### Passage shown

────────────────

Jules Witcover identifies the best and worst veeps in US history in an interview about his new book
The office of the vice president has an underwhelming past. The country's founders saw it as a backstop measure. The VP would be a kind of president-in-waiting, should the president die or become disabled. But the founders concluded that the officeholder would be short on duties, or as one constitutional convention delegate noted "without employment." So they devised one extra role, to serve as the president of the Senate with just one task—cast the final tie-breaking vote.
In the early years of the young republic, the vice president was often the subject of lame jokes and ridicule, and with reason, says renowned political journalist Jules Witcover. The position, he writes, held "little significance or utility in governing the nation's affairs."

────────────────

### Extracted records
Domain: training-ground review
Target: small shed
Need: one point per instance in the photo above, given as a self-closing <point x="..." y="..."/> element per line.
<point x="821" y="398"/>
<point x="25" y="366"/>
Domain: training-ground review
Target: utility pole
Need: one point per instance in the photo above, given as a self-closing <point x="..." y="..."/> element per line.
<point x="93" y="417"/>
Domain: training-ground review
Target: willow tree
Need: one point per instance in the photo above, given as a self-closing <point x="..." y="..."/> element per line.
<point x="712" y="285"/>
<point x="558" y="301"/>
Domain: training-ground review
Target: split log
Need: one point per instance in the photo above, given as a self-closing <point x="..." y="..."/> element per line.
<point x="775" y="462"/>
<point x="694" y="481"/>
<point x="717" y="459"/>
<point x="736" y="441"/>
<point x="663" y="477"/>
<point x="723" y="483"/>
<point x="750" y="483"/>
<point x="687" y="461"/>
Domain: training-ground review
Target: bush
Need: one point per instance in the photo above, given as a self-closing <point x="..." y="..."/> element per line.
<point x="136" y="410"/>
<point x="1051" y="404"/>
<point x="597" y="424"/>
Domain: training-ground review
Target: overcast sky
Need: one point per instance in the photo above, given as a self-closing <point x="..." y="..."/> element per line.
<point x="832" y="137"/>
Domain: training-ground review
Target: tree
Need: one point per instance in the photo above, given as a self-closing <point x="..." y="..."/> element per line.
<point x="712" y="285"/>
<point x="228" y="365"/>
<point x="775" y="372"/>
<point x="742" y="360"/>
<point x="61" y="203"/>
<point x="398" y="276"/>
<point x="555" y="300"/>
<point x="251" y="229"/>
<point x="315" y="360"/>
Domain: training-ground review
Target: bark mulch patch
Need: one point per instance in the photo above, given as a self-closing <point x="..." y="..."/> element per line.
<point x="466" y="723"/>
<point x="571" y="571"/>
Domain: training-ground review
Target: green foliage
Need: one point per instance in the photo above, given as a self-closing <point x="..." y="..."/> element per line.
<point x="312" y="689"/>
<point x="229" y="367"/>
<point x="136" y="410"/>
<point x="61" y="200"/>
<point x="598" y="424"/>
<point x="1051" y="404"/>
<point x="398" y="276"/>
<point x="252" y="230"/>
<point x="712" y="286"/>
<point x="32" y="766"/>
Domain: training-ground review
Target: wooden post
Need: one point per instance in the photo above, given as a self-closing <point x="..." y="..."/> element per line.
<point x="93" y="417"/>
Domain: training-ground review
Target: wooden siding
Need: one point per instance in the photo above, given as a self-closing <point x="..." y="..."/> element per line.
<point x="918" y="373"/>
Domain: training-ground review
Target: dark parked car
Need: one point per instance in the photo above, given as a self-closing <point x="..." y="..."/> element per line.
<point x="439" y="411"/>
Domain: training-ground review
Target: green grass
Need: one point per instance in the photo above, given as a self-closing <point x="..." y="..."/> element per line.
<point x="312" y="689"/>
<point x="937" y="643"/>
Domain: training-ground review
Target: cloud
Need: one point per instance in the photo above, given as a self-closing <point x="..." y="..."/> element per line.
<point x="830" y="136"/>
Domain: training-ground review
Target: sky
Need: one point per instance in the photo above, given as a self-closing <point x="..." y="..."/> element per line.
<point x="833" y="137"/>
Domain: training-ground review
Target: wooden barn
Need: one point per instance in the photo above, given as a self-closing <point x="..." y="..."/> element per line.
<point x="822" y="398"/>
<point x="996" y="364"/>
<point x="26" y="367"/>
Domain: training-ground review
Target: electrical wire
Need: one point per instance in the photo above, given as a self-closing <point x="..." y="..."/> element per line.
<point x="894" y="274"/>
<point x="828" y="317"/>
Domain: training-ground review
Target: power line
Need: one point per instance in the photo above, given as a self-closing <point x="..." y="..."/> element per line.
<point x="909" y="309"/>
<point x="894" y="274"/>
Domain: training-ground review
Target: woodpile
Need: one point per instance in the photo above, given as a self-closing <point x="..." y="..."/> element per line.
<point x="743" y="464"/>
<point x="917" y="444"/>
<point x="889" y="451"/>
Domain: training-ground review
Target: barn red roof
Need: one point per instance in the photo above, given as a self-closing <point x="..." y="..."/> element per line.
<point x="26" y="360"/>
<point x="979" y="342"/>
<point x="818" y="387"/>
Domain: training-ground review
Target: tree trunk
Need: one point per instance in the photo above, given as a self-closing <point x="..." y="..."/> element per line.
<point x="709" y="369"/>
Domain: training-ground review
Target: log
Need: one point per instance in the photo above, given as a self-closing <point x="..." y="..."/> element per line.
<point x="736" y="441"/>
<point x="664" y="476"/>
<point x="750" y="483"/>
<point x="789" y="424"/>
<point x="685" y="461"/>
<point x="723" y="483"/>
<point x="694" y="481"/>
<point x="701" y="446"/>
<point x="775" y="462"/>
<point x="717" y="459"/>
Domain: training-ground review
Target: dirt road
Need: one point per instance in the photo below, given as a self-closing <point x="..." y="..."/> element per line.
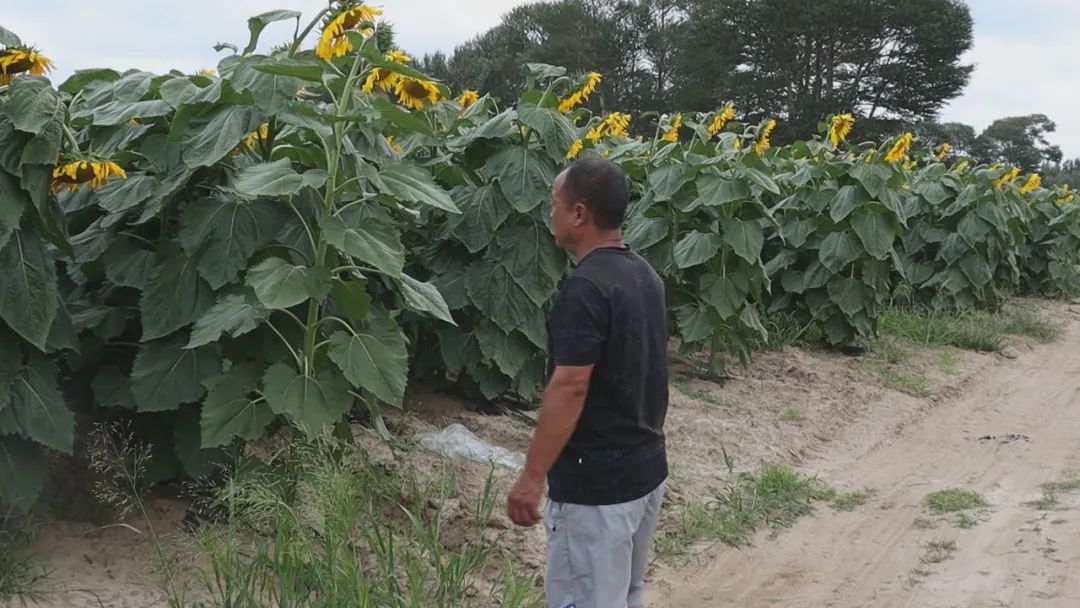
<point x="883" y="554"/>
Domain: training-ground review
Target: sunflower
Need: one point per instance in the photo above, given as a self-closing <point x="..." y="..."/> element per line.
<point x="672" y="133"/>
<point x="85" y="171"/>
<point x="18" y="59"/>
<point x="1008" y="177"/>
<point x="414" y="92"/>
<point x="901" y="148"/>
<point x="575" y="149"/>
<point x="334" y="42"/>
<point x="1033" y="183"/>
<point x="839" y="127"/>
<point x="763" y="143"/>
<point x="721" y="118"/>
<point x="615" y="124"/>
<point x="1067" y="196"/>
<point x="386" y="78"/>
<point x="468" y="98"/>
<point x="566" y="104"/>
<point x="943" y="151"/>
<point x="253" y="138"/>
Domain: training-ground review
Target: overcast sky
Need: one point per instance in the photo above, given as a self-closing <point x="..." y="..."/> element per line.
<point x="1027" y="54"/>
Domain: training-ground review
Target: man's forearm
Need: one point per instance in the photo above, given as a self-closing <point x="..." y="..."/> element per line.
<point x="559" y="410"/>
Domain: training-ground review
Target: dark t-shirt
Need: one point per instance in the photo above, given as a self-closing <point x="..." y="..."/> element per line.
<point x="611" y="312"/>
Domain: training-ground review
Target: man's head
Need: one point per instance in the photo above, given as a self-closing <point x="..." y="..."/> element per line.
<point x="588" y="202"/>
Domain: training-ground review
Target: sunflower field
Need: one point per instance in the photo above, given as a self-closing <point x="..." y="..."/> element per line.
<point x="295" y="235"/>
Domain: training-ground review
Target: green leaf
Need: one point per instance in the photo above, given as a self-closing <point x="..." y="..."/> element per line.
<point x="224" y="234"/>
<point x="23" y="469"/>
<point x="258" y="23"/>
<point x="372" y="241"/>
<point x="643" y="232"/>
<point x="665" y="180"/>
<point x="122" y="194"/>
<point x="524" y="176"/>
<point x="876" y="232"/>
<point x="497" y="293"/>
<point x="725" y="294"/>
<point x="166" y="375"/>
<point x="279" y="284"/>
<point x="28" y="293"/>
<point x="351" y="298"/>
<point x="312" y="403"/>
<point x="232" y="407"/>
<point x="174" y="297"/>
<point x="553" y="126"/>
<point x="483" y="212"/>
<point x="406" y="181"/>
<point x="122" y="111"/>
<point x="509" y="351"/>
<point x="13" y="201"/>
<point x="375" y="360"/>
<point x="839" y="250"/>
<point x="129" y="265"/>
<point x="697" y="248"/>
<point x="976" y="270"/>
<point x="714" y="190"/>
<point x="529" y="253"/>
<point x="848" y="294"/>
<point x="847" y="200"/>
<point x="31" y="104"/>
<point x="269" y="179"/>
<point x="745" y="238"/>
<point x="212" y="134"/>
<point x="424" y="297"/>
<point x="310" y="70"/>
<point x="234" y="314"/>
<point x="37" y="408"/>
<point x="112" y="388"/>
<point x="697" y="323"/>
<point x="272" y="92"/>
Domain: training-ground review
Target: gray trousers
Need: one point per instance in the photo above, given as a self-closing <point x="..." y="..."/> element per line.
<point x="597" y="555"/>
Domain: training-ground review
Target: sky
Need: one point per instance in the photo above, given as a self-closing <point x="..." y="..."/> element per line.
<point x="1026" y="54"/>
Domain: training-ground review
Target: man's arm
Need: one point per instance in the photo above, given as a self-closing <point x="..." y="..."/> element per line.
<point x="563" y="401"/>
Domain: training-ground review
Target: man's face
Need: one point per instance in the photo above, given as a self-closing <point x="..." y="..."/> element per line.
<point x="566" y="218"/>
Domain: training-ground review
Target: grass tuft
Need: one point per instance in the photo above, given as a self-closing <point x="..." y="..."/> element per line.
<point x="954" y="500"/>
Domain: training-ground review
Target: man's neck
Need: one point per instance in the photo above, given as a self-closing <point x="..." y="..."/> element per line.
<point x="610" y="239"/>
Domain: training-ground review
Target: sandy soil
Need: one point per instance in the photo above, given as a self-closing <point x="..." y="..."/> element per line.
<point x="1015" y="556"/>
<point x="822" y="413"/>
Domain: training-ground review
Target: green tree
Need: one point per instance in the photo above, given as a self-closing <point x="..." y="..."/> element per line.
<point x="885" y="61"/>
<point x="1020" y="142"/>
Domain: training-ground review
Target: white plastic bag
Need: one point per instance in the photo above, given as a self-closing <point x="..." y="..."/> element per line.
<point x="458" y="442"/>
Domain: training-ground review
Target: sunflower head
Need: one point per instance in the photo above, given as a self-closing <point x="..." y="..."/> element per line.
<point x="1034" y="181"/>
<point x="334" y="42"/>
<point x="92" y="172"/>
<point x="575" y="149"/>
<point x="468" y="98"/>
<point x="839" y="127"/>
<point x="1008" y="177"/>
<point x="901" y="148"/>
<point x="383" y="78"/>
<point x="568" y="103"/>
<point x="943" y="151"/>
<point x="22" y="59"/>
<point x="415" y="92"/>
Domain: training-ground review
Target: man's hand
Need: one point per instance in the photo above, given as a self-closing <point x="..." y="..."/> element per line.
<point x="523" y="504"/>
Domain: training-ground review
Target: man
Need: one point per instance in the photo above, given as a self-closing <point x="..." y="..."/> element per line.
<point x="599" y="437"/>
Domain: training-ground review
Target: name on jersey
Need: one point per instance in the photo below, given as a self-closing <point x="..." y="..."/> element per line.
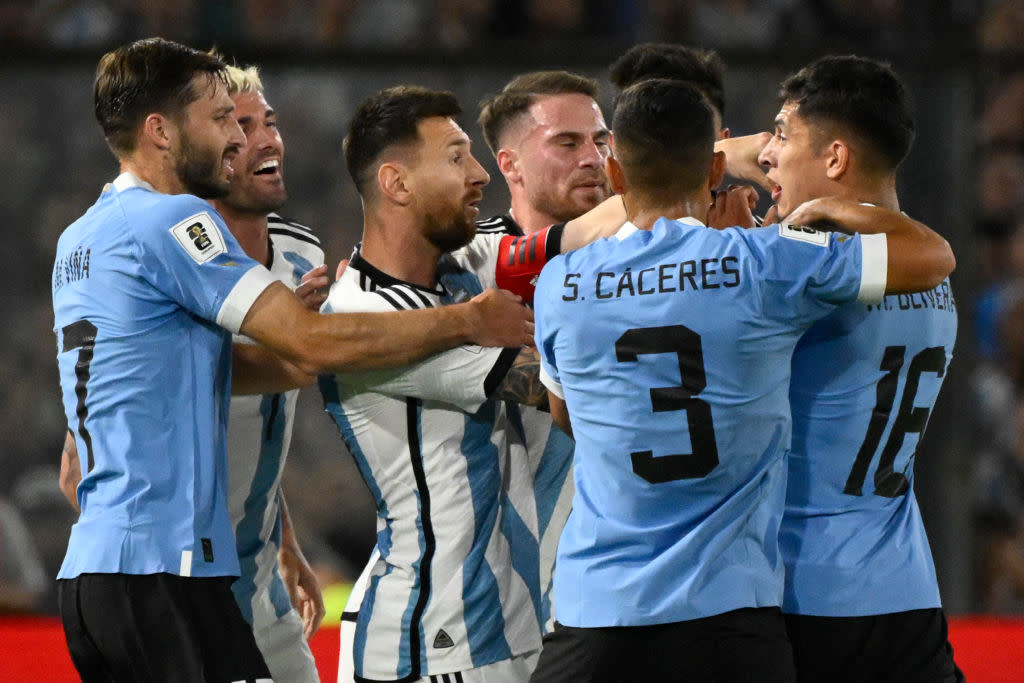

────────────────

### To do
Continue the passage on the history of the U.S. vice presidency, picking up right after its last sentence.

### Response for this exercise
Witcover’s new encyclopedic volume The American Vice Presidency: From Irrelevance to Power, published by Smithsonian Books, traces the evolution of the office and features 47 biographical essays, one for each American vice president. Though many of them like Aaron Burr, Spiro Agnew, Adlai Stevenson or Nelson Rockefeller, are well-remembered for either notorious or distinguished careers, many others, like William R. King of Alabama and William A. Wheeler of New York, are now largely forgotten.
The author’s interviews with Walter Mondale, Al Gore, Joe Biden and Dick Cheney offer insightful commentary on the modern vice presidency. Says Biden: “The way the world has changed, the breadth and the scope of the responsibility an American president has virtually requires a vice president to handle serious assignments, just because the president’s plate is so very full.”
We asked Witcover to detail some of the backstories of the nation's vice presidents. to explain how the role of the vice president has changed, and to offer some advice for the next president in selecting the 48th...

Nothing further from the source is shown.